> [Given text]
===

BRANDY, HOST: Anthony Albanese, welcome to Breakfast with Vossy and Brandy.
ANTHONY ALBANESE, PRIME MINISTER: Good morning. It will indeed be a very, very big night. This is a sporting team that has captured the imagination of the entire country.
BRANDY: It's incredible, isn't it, Anthony? And for those of us that love our sport, there's really not a quiet time of year. It doesn't matter what time of year it is. From January to Christmas, it is full on. But we're going to run into the finals for our big Footy codes, the rugby league and the AFL. But this is something a little bit different. And even if you aren't a rusted on sports fan, you would be loving what the girls are doing.
PRIME MINISTER: Absolutely. And the other night at the quarterfinal, it was as if, in the stadium, every time an Australian Matilda player had a spot kick for those ten of them, ten each side, you had this huge noise when the French women would come up to take their kick. And then you'd have this silence and you could feel everyone in the stadium, 50,000 people, stop breathing for a couple of seconds. And the roar, I'm told, how about this Brandy, the roar has been measured as being louder, louder than ever recorded at the old Lang Park we can still call it I think, more than any State of Origin game or any of those great finishes that have happened. It was louder when that goal finally went in.
VOSSY, HOST: Prime Minister, we always get you on and we talk sport, we don't talk politics, so we give you a leave pass there. You have been a sports lover all your life and because of your position, you do get to go to some events and then, as a fan all the way through your life, is it been any bigger than what you attended the other night at Suncorp Stadium?

===

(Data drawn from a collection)
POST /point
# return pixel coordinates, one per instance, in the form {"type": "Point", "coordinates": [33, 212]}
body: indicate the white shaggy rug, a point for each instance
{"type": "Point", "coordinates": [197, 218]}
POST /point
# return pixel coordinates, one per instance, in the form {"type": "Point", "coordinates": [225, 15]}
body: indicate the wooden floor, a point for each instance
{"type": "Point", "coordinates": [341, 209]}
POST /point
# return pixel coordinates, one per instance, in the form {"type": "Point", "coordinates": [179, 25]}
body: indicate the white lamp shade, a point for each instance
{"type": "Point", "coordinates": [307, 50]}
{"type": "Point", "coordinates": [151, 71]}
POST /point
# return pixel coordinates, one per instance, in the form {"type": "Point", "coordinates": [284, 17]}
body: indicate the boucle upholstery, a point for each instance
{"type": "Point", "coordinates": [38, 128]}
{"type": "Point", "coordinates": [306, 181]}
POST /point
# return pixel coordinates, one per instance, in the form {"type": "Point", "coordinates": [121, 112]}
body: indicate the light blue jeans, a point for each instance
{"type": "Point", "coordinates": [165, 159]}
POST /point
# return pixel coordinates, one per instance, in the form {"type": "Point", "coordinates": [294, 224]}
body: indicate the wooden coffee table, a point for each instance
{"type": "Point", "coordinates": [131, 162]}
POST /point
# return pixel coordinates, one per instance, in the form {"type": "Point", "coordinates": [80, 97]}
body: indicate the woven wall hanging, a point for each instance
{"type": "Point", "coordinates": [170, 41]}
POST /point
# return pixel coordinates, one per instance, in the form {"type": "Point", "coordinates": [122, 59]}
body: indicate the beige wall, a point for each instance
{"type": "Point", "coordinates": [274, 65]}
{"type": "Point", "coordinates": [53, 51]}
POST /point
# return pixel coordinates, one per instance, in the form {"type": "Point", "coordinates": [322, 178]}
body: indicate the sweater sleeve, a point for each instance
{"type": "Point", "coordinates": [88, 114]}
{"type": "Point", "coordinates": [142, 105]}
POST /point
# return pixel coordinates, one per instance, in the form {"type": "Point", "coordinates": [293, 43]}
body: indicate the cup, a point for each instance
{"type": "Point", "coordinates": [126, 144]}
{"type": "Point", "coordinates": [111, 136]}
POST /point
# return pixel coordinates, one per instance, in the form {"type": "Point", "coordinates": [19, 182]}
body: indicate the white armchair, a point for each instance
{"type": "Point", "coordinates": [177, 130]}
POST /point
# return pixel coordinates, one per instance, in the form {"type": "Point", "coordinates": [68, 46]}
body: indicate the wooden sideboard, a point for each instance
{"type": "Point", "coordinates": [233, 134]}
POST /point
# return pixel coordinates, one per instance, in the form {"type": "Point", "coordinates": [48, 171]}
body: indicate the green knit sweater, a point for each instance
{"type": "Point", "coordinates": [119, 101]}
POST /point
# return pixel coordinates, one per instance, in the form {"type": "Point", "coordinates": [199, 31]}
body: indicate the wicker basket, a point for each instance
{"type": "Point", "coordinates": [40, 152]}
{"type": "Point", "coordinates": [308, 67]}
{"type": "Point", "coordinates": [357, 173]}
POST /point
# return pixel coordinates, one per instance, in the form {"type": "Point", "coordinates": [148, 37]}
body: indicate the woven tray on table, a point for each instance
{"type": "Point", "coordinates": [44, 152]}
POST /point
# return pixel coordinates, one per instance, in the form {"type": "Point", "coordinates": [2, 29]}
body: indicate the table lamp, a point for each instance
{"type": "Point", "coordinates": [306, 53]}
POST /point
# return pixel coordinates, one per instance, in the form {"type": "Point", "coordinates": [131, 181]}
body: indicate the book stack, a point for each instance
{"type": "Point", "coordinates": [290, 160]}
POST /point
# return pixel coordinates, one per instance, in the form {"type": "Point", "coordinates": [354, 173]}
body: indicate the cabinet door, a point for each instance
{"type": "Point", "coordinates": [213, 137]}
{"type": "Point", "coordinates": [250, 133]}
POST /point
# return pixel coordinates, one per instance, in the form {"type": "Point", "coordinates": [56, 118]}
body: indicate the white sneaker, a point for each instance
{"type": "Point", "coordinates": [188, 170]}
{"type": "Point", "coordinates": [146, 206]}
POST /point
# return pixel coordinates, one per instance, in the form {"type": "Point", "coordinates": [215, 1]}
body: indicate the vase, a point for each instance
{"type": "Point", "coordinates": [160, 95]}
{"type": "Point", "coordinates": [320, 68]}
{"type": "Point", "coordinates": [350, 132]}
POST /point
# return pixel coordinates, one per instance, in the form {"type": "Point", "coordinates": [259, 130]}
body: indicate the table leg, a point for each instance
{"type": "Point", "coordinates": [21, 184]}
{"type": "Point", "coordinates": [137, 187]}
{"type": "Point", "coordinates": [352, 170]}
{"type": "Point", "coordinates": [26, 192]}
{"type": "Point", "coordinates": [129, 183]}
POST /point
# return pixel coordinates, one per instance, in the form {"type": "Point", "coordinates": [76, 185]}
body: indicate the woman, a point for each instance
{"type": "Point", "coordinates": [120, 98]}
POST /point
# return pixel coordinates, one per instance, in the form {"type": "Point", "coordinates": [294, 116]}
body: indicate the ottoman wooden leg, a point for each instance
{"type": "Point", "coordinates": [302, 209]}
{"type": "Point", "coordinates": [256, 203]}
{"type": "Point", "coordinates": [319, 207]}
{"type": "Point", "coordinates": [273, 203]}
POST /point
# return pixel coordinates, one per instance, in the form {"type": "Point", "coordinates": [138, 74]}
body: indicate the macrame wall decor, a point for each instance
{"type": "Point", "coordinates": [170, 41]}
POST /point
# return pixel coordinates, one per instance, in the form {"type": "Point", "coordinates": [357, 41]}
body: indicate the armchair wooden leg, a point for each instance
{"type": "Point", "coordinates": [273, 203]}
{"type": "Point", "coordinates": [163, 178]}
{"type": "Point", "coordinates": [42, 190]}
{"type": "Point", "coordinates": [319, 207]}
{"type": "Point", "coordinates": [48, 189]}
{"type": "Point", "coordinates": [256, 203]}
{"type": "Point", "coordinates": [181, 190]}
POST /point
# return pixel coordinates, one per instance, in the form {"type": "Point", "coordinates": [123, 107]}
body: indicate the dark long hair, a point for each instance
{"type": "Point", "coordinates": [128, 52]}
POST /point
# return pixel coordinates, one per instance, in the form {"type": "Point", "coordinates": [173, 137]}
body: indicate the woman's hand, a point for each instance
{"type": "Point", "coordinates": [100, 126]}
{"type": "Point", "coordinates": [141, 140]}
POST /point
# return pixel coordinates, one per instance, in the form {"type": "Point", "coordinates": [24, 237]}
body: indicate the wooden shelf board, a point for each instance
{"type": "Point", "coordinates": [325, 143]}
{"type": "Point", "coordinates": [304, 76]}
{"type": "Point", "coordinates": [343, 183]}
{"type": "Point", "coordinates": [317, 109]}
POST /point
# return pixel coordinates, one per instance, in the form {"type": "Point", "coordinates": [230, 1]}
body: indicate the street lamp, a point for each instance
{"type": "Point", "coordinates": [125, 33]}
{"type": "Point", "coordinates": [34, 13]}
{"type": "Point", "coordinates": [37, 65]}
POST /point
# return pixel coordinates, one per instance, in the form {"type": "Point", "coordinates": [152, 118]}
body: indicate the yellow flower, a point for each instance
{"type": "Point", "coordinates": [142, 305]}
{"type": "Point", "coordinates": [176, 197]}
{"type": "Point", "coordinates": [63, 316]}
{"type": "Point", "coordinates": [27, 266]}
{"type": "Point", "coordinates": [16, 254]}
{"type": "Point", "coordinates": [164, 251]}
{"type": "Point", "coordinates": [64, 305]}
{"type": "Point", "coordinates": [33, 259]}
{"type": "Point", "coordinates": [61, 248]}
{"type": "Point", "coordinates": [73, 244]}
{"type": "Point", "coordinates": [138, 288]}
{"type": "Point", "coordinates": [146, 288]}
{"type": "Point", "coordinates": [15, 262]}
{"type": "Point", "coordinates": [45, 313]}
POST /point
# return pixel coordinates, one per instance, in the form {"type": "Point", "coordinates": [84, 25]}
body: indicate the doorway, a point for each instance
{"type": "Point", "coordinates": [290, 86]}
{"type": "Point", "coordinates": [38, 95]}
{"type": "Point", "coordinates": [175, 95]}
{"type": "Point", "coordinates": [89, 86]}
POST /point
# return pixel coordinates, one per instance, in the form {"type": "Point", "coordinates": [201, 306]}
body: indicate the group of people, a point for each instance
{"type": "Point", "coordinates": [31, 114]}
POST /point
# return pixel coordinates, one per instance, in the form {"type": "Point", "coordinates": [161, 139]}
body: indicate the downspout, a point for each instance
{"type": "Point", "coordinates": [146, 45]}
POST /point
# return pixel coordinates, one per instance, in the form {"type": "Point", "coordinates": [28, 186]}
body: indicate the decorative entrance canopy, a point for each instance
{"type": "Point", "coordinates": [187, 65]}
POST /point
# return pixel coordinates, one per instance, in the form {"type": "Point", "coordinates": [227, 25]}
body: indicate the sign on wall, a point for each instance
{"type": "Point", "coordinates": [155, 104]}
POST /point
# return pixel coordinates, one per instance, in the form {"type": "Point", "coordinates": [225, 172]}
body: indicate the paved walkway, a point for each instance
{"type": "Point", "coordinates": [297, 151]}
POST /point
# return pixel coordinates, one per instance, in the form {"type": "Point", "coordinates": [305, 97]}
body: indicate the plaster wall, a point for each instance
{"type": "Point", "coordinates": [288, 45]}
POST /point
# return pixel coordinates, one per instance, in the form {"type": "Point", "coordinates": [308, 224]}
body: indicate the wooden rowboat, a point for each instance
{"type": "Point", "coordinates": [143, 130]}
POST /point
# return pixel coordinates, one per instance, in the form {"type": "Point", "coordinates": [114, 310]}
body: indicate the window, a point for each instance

===

> [Complete the following]
**a.** Name each person who speaks in the interview transcript, counting each speaker once.
**b.** Copy the interview transcript word for word, from "BRANDY: It's incredible, isn't" up to and including "girls are doing.".
Nothing here depends on the records.

> [Solution list]
**a.**
Brandy
Anthony Albanese
Vossy

**b.**
BRANDY: It's incredible, isn't it, Anthony? And for those of us that love our sport, there's really not a quiet time of year. It doesn't matter what time of year it is. From January to Christmas, it is full on. But we're going to run into the finals for our big Footy codes, the rugby league and the AFL. But this is something a little bit different. And even if you aren't a rusted on sports fan, you would be loving what the girls are doing.